> **Okuma metni**:
>>

• bahsi geçen tanrı inancıysa, toplum tabularına karşı çıkmak için, büyük bir işaret olarak ortaya konulan tepkisel durum. ancak otoritenin babası olarak görülen din inancını bir kenara bırakmak, her inançsızım diyene, geleneğin ve tabunun dışında kalma lüksünü sağlayamaz. bu ciddi bir lükstür ve pek çok başka konfordan vazgeçmeyi gerektirir.

    örneğin evinin sıcaklığı gibi benimsetilen sığınma ihtiyacı, din düşüncesinin, bir sistem olarak din kavramının çok daha üstünde, genlerine kadar işlemiştir insanın. bundan vazgeçtiğini söyleyip, o merkez çevresinde dönen sistemin, o sistemle de çapraşık duran başka sistemlerinin kölesi olarak yaşamak, inançsızlığın tepkisel yaklaşımlarını silmektedir.yerine insanın kendisinin bile inanmakta zorluk çektiği, nedensiz bir boşluk bırakmaktadır.bu neyin boşluğudur sorusuna inançsızlığın demekse bir inancın göstergesidir kuşkusuz.

    inanmamak, birinci aşamada inanmadığını söylemektir. ikinci aşamaya gerçekten geçilmesinin zor olduğu ise bir gerçek. yani inanmadığına kendi inanmak.
  • "bir dine inanmak"ın değil, "inanmak"ın olumsuzudur.

    güvensizlikle kankadır. ciddi problemdir.

<<

> **Veri satırları**:
>>

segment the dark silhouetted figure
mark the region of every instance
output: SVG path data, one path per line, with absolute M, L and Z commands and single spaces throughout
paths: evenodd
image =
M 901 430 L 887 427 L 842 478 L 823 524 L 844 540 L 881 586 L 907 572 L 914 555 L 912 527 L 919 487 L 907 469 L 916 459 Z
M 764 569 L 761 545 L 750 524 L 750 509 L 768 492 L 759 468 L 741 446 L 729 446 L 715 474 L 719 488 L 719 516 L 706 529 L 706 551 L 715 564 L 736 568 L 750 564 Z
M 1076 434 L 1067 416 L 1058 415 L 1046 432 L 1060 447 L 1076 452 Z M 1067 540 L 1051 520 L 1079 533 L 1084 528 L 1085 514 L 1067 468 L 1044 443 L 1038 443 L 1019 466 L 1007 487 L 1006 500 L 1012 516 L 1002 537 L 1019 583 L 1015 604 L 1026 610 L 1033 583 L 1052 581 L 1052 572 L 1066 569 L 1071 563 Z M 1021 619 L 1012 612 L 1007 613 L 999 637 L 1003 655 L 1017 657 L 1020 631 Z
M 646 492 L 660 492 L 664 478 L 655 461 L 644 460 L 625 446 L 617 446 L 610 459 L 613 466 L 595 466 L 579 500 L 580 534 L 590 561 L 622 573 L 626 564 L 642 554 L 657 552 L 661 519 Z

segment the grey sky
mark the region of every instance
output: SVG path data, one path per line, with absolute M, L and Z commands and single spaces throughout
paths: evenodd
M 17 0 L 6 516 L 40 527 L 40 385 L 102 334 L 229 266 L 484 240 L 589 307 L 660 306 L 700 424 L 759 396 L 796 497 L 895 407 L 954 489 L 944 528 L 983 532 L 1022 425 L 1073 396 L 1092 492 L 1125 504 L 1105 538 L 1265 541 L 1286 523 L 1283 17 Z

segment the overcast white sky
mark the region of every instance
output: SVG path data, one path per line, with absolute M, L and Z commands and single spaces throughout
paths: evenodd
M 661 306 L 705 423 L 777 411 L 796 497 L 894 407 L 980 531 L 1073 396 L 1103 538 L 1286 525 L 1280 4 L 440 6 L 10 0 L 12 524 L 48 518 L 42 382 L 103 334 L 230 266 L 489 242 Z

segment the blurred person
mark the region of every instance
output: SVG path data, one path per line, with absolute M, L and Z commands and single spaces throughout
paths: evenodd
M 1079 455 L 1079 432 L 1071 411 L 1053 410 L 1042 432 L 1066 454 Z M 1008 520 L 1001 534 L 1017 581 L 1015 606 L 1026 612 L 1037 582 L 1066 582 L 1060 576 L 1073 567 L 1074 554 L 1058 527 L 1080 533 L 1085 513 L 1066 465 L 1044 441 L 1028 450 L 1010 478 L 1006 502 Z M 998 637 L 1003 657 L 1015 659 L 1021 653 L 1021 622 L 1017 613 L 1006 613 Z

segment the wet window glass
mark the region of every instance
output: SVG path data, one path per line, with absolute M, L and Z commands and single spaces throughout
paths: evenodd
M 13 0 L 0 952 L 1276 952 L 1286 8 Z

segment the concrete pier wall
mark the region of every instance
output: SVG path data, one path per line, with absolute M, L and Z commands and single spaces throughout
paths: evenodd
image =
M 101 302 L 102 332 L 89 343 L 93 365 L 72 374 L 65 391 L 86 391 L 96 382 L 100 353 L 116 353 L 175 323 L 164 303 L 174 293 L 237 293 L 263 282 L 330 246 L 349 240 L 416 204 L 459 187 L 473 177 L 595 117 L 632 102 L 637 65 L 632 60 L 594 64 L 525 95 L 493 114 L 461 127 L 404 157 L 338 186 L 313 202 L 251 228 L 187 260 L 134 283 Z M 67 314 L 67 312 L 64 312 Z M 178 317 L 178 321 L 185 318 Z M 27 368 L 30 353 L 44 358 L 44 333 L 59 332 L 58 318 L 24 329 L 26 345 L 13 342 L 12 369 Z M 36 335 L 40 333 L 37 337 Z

<<
>>

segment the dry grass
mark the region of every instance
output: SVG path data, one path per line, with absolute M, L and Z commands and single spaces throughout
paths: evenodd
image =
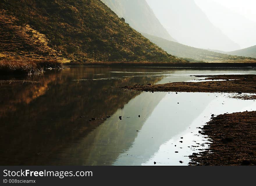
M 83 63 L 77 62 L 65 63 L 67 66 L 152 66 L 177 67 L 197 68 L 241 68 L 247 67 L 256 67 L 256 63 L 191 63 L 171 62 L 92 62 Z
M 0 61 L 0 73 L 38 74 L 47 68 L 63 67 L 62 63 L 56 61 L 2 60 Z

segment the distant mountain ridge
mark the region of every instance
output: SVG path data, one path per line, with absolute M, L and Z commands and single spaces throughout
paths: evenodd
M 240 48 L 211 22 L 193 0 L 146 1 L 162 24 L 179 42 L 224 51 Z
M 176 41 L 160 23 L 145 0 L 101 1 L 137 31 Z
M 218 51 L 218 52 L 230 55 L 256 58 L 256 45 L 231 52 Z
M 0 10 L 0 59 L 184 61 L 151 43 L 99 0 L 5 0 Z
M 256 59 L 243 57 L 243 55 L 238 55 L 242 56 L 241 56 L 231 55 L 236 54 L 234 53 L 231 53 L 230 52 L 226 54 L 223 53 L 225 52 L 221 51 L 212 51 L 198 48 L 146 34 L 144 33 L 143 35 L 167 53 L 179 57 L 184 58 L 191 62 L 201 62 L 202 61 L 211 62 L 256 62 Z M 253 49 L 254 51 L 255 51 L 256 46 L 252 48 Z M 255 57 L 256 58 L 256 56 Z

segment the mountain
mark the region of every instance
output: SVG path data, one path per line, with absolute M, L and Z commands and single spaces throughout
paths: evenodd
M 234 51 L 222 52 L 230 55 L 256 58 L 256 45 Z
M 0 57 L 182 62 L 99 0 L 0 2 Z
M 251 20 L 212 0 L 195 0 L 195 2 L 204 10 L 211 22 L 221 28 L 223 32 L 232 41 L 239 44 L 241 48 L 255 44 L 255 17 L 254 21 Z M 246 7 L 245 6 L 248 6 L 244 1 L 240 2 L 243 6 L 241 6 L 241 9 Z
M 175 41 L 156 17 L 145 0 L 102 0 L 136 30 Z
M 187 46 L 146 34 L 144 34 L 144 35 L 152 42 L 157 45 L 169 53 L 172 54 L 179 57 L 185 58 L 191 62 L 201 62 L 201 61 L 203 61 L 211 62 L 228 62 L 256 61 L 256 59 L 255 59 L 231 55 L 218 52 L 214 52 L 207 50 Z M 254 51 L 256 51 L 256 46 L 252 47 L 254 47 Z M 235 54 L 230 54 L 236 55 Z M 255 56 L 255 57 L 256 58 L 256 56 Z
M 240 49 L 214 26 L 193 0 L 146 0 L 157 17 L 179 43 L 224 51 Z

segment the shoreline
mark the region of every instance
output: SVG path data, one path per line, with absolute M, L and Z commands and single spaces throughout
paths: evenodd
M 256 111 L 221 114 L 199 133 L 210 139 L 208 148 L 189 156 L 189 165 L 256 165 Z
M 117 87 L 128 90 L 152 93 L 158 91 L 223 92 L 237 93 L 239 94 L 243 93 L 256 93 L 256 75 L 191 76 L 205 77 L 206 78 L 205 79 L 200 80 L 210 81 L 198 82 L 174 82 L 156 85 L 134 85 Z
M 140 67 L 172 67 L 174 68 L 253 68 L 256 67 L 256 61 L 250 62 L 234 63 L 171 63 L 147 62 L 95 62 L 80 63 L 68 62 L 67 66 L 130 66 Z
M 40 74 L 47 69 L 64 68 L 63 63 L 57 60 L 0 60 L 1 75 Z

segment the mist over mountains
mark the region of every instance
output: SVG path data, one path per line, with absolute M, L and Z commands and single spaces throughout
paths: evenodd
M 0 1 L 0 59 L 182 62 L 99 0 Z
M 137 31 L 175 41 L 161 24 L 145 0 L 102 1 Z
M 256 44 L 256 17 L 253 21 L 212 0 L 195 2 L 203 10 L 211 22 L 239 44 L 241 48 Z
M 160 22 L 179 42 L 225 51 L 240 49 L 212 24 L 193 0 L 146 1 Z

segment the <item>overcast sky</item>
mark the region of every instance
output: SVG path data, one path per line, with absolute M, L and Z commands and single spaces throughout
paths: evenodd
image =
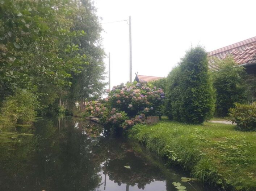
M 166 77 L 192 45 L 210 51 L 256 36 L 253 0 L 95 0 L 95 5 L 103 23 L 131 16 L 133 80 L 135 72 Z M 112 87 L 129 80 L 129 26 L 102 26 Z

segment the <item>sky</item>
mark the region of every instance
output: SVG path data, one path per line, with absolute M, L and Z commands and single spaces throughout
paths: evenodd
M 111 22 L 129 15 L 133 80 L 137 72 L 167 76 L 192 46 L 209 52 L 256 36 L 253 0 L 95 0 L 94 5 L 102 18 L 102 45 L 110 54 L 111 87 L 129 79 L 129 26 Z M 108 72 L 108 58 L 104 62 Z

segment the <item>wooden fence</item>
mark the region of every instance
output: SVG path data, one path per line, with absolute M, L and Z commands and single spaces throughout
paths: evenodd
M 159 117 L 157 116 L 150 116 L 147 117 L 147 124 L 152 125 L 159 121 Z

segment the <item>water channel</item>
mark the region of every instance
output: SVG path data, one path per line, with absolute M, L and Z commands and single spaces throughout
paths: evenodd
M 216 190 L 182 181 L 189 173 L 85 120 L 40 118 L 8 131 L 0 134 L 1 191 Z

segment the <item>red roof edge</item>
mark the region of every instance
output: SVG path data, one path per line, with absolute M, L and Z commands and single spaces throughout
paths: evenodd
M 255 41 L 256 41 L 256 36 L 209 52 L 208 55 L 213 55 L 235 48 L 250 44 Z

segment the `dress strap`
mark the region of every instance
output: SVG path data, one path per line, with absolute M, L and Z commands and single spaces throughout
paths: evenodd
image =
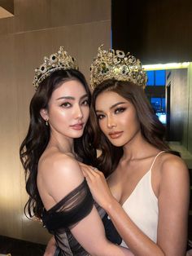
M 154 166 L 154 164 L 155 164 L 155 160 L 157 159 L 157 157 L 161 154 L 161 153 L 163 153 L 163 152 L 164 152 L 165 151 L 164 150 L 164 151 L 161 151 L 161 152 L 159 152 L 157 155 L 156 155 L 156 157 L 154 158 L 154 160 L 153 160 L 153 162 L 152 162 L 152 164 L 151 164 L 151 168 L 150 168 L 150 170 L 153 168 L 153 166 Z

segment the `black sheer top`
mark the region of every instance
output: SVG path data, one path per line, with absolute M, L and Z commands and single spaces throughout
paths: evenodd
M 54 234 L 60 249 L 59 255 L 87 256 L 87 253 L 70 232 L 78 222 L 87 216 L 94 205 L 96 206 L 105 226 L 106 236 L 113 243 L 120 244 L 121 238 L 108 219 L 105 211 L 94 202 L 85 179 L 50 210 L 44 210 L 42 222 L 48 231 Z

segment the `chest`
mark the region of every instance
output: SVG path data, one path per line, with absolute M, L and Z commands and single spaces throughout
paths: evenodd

<<

> **Yapılacak çalışmalar**:
• a. İnançsızlık üzerine metinden, "inanmamak, birinci aşamada" sözlerinden başlayıp aşağıya doğru "kankadır. ciddi problemdir." sözlerine kadar uzanan bölümün tamamını hiç değiştirmeden çıkarın.
• b. İnançsızlık üzerine metne göre, inanmamanın birinci aşaması nedir?

> **Alıştırma cevapları**:
• a.
inanmamak, birinci aşamada inanmadığını söylemektir. ikinci aşamaya gerçekten geçilmesinin zor olduğu ise bir gerçek. yani inanmadığına kendi inanmak.
  • "bir dine inanmak"ın değil, "inanmak"ın olumsuzudur.

    güvensizlikle kankadır. ciddi problemdir.

• b. Birinci aşamada inanmamak, inanmadığını söylemektir.